▶ [Problem details]
Rewrite each of the entries below with "instance" replaced by "occurrence", leaving all other text unchanged. Omit the images from your output.

:: Data for processing

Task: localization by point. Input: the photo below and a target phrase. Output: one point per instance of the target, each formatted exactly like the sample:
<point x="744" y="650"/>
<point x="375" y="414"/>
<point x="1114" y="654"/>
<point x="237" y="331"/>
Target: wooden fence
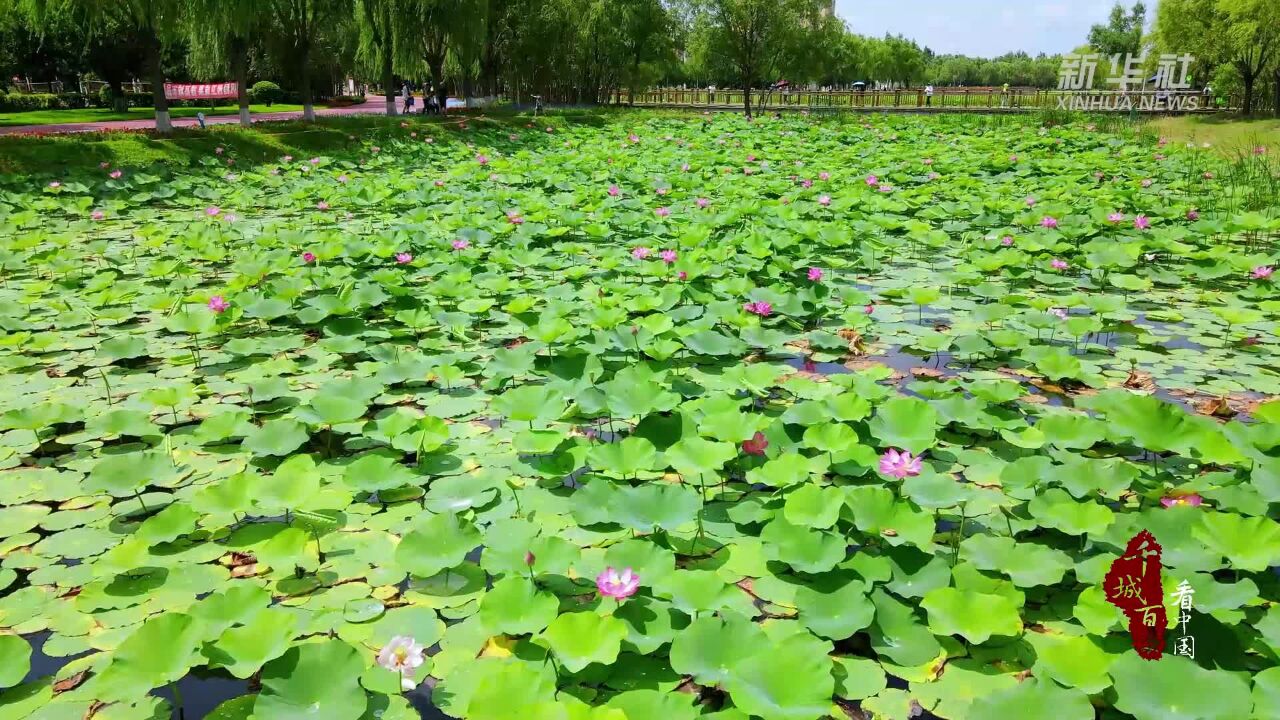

::::

▶ [Exercise solution]
Task: localization by point. Input: the photo below and a target phrase. Output: one point per occurrence of the target, each formatted exactly like the sample:
<point x="744" y="650"/>
<point x="375" y="414"/>
<point x="1114" y="654"/>
<point x="237" y="331"/>
Target: wooden fence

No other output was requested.